# [WHAT TO PRODUCE]
Rewrite every line of the material below as a numbered list, skipping blank lines. Leave the pictures out.

# [GIVEN RECORDS]
* START *

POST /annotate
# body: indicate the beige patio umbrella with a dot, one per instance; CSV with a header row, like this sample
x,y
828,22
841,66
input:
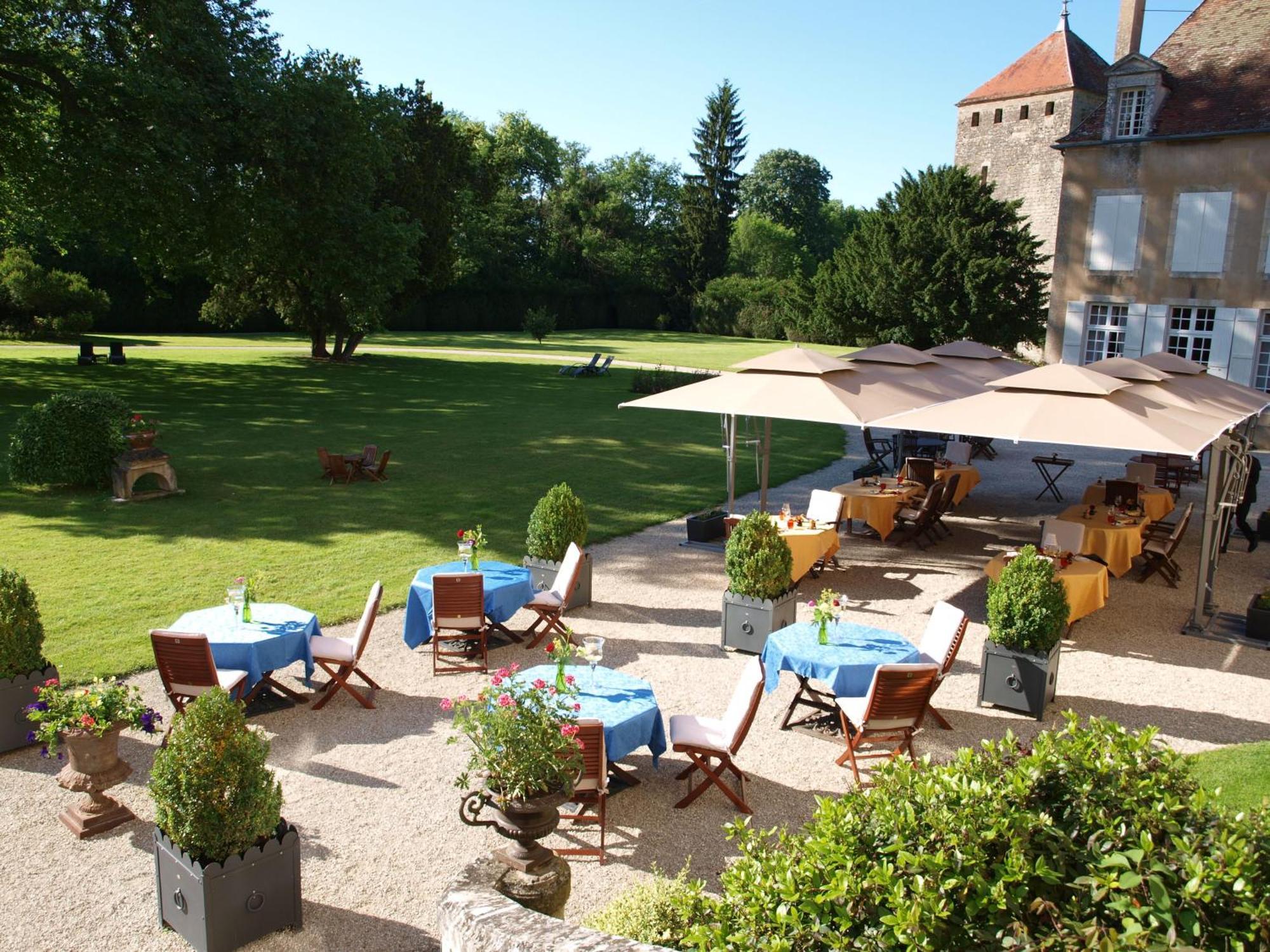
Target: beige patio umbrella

* END *

# [RESPONSE TO THE TASK]
1. POST /annotate
2. # body: indicate the beige patio umbrella with a dot, one per instance; CSV with a header row, like this sample
3. x,y
4. 828,22
5. 841,66
6. input:
7. Target: beige patio umbrella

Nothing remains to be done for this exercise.